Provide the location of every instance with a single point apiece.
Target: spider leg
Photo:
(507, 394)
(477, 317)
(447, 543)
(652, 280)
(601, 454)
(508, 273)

********

Please restate every record shown above, word for word.

> _Solution for this exercise_:
Provide the location of every instance with a single point apiece.
Target: spider leg
Photo:
(507, 394)
(477, 317)
(447, 543)
(652, 280)
(601, 454)
(508, 273)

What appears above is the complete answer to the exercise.